## AIM
Resume the essay below on teaching in elders quorum, picking up right after its final sentence and leaving the entries that follow it aside.

## PAGE TEXT

^^^^^^^^^^^^^^^^

"We seldom get into trouble when we speak softly. It is only when we raise our voices that the sparks fly and tiny molehills become great mountains of contention."
- - Gordon B. Hinckley
January 22, 2009
Teach with the Times -- Priesthood Meeting Part 2
by Orson Scott Card

In the U.S., at least, most of the elders who attend priesthood meeting are returned missionaries.

They learned a series of lessons and delivered them often. Lots of practice: Doesn't that mean that they're already prepared to be excellent teachers?

Wouldn't that be nice.

As missionaries, they gave the same group of lessons for two years. They had a trained companion to back them up or spell them off. They were teaching people who didn't know much about the gospel.

Now, in elders quorum, many of the men they're teaching know at least as much as they do. The lessons are different every time.

And there's another huge difference. As missionaries, their egos probably weren't on the line -- success was owed to the Spirit, and failure to the choices of the investigators.

But when you teach your fellow elders, it can feel as if your social standing in your ward is at stake.

^^^^^^^^^^^^^^^^

## RECORD EXCERPTS
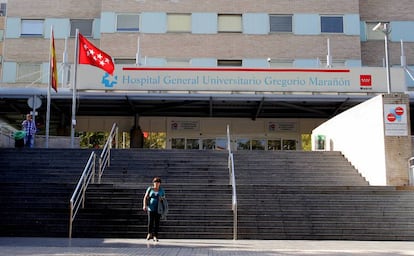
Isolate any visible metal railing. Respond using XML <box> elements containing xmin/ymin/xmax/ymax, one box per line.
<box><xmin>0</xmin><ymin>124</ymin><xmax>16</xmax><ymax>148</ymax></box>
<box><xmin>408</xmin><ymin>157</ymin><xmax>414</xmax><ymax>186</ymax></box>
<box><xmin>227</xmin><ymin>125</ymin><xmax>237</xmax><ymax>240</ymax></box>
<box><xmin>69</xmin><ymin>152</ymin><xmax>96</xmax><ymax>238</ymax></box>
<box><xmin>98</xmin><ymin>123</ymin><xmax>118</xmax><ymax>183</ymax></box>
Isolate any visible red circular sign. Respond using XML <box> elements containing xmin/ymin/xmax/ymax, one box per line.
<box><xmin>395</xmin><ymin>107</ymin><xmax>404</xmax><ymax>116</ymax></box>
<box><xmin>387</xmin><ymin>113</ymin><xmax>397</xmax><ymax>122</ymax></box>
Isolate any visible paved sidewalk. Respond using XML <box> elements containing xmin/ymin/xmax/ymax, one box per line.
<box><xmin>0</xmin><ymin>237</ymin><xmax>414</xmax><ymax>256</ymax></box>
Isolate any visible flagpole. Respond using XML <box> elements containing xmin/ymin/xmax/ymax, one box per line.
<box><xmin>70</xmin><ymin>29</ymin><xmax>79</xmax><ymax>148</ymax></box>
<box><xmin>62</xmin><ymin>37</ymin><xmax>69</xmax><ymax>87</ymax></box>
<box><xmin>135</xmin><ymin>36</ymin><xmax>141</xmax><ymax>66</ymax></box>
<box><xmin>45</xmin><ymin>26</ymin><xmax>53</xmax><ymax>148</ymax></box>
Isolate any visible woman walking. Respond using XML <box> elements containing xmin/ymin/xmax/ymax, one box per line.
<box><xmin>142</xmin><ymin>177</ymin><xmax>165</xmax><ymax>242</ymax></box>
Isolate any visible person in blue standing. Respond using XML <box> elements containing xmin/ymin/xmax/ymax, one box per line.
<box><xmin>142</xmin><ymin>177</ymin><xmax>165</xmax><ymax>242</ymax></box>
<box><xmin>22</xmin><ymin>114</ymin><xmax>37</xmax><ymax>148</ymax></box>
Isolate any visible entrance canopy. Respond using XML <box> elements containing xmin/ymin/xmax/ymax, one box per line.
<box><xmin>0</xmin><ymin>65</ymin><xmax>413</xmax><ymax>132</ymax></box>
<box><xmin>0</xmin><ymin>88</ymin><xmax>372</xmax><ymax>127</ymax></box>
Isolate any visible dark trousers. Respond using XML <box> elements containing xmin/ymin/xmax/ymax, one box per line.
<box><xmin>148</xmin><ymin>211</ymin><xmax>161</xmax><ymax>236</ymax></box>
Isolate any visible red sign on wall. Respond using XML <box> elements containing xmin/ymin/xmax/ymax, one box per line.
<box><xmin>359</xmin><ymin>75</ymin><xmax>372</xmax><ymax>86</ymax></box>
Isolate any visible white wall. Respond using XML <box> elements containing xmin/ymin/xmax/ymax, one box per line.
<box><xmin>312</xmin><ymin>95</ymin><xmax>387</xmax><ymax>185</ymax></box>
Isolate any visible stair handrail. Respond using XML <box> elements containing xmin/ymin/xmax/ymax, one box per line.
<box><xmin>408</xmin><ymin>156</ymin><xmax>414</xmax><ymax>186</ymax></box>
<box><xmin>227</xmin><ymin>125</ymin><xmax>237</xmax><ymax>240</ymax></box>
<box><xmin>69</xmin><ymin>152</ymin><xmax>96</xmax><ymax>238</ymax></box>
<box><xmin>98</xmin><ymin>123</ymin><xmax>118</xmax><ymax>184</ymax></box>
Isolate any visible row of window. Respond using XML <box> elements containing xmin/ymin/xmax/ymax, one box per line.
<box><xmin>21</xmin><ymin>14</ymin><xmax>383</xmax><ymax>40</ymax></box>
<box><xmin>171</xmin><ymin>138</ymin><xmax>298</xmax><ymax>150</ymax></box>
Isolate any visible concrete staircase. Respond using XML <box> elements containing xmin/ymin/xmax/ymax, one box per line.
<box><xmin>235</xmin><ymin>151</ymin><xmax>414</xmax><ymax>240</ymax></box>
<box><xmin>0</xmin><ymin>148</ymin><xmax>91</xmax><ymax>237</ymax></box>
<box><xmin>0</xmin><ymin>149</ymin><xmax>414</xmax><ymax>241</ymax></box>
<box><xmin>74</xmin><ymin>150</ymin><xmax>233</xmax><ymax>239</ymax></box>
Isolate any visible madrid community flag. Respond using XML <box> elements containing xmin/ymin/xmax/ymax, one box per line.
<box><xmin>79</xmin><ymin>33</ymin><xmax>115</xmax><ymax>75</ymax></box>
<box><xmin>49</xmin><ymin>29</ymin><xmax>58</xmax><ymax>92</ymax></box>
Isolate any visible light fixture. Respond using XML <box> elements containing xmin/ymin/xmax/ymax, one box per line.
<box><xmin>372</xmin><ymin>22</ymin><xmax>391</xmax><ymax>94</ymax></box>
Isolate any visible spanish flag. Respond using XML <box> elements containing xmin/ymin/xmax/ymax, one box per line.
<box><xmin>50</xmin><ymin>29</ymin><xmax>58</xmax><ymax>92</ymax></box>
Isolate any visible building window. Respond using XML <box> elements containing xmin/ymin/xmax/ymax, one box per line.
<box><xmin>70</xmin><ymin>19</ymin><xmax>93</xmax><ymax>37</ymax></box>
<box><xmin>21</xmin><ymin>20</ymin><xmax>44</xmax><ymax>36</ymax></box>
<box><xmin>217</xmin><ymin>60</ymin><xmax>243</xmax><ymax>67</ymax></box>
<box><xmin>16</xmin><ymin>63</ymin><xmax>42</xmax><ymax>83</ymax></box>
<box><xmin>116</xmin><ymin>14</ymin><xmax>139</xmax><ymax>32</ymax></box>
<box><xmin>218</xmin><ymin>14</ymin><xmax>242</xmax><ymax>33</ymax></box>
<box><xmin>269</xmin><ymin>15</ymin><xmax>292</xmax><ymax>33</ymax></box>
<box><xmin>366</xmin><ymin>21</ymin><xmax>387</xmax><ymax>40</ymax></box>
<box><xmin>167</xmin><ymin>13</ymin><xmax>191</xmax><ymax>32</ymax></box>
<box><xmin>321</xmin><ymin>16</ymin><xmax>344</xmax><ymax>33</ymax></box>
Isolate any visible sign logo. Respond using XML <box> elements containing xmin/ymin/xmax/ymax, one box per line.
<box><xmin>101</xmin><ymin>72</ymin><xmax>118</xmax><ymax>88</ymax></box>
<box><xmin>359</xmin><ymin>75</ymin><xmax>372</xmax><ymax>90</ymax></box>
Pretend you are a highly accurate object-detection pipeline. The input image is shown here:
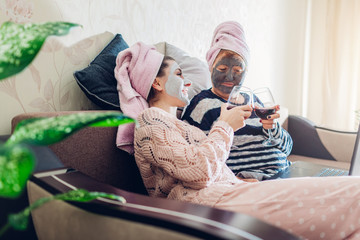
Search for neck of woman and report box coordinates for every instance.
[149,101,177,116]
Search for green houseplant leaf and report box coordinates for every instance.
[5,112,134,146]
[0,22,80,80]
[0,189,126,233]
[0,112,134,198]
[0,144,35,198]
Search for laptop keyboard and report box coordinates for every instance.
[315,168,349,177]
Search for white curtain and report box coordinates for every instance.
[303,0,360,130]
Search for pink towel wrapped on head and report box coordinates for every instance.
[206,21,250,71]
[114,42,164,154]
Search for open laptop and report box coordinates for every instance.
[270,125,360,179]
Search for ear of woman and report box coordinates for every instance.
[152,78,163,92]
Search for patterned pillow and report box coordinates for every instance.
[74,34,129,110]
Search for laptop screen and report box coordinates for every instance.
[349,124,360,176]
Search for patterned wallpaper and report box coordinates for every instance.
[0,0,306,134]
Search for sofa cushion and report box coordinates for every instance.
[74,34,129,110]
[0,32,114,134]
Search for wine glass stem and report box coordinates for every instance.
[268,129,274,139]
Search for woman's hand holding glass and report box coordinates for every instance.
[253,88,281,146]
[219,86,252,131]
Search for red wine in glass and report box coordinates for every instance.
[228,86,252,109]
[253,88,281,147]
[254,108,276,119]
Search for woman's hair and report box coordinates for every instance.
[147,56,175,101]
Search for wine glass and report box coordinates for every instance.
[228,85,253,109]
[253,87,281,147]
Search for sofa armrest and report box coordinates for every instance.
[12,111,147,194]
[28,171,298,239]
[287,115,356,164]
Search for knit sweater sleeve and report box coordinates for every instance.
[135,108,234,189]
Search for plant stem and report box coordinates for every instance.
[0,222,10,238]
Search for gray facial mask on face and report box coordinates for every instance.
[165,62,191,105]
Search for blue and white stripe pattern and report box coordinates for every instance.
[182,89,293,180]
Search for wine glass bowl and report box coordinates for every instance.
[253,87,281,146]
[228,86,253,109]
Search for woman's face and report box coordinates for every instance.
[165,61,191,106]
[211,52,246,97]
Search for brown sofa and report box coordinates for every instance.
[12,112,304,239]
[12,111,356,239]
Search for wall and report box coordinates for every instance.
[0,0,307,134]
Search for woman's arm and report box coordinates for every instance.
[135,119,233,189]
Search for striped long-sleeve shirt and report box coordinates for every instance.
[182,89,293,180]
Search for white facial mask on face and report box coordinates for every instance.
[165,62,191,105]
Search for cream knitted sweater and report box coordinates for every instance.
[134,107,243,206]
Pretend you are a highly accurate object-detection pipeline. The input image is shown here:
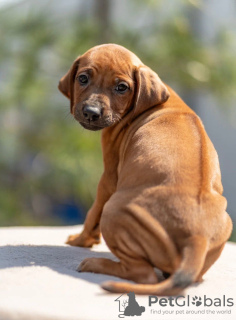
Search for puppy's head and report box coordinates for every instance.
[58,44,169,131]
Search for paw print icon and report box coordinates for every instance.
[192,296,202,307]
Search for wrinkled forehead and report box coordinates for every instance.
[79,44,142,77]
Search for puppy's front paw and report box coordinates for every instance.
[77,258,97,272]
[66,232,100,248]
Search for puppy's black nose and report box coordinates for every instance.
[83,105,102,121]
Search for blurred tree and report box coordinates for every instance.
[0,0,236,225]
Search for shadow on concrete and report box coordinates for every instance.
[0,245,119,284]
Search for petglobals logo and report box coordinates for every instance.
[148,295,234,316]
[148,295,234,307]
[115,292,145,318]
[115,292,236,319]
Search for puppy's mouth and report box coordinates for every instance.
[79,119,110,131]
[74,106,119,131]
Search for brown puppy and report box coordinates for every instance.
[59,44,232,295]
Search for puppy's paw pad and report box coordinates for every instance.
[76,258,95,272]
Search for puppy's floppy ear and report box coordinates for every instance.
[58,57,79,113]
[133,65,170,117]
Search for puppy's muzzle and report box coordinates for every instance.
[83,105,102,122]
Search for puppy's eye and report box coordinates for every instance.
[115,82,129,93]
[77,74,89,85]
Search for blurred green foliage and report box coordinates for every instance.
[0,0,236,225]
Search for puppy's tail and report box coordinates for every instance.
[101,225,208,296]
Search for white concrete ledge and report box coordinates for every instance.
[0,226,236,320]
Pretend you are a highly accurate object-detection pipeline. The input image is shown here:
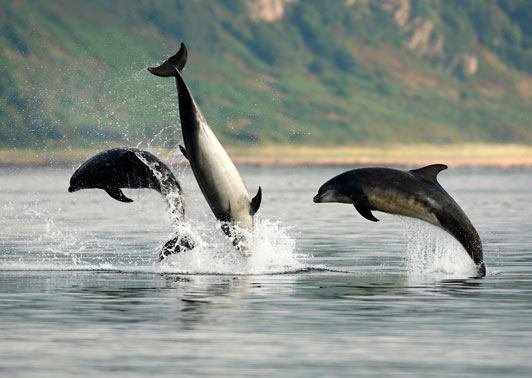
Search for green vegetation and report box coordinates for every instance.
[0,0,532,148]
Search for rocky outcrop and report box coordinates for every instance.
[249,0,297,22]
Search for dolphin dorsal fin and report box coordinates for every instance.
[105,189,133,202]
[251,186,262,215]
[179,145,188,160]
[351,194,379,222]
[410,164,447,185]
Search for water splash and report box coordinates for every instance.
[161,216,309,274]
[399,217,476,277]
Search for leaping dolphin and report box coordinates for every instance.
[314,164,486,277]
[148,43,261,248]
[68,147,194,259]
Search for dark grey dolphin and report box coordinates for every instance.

^^^^^^^^^^^^^^^^

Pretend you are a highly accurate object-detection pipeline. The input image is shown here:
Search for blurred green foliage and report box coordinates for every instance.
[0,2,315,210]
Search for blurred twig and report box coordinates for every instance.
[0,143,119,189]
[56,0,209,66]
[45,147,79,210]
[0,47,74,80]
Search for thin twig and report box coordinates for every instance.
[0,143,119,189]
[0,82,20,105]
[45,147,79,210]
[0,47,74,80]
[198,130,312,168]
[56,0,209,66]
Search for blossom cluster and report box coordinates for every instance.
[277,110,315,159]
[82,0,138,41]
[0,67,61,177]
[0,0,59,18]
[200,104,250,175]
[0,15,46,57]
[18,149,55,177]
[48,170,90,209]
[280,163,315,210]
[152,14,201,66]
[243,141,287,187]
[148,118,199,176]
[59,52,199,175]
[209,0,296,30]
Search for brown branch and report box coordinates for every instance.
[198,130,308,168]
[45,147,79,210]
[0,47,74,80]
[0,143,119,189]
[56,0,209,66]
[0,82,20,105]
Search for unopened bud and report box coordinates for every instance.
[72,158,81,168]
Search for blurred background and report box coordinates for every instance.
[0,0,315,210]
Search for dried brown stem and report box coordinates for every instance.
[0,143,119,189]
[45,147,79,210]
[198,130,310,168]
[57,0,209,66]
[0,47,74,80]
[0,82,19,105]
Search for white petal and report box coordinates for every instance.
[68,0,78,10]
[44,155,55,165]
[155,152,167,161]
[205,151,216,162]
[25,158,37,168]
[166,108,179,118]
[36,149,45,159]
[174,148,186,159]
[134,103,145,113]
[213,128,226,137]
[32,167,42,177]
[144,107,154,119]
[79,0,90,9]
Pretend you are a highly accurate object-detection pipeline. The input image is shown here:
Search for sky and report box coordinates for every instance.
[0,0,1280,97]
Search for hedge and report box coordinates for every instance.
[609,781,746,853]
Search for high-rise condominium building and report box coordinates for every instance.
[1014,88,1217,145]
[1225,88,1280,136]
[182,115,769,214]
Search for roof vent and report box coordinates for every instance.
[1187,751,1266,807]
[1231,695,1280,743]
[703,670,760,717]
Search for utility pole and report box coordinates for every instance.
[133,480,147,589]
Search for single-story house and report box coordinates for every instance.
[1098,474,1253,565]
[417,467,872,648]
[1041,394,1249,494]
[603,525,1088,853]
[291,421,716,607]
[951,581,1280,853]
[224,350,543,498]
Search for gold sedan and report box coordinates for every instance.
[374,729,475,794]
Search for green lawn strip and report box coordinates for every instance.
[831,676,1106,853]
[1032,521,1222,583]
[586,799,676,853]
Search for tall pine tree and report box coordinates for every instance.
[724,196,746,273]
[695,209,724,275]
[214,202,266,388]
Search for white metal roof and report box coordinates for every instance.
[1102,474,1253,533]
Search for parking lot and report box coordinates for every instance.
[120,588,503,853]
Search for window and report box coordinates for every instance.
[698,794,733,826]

^^^^^^^^^^^^^^^^

## EXERCISE RESPONSE
So all that I'm-not-prepared stuff ("I found out I was teaching just last night," "I read the lesson during sacrament meeting") can be a way of excusing yourself in advance if people think you didn't do a good job.

Or, worse, it can be a way of showing off. You hope to wow the other guys with your brilliant insights into the gospel and/or your fantastic teaching, and yet you did it without preparation!

More likely, though, the last thing you want to do is appear to think you're better than the other men in the group. If you showed clear signs of preparation and then delivered a fantastic lesson, while speaking with the authority that comes from knowing what you're talking about, then the other guys might think you were -- gasp! -- a gospel wonk (at best) or a complete showoff smarty-pants (at worst).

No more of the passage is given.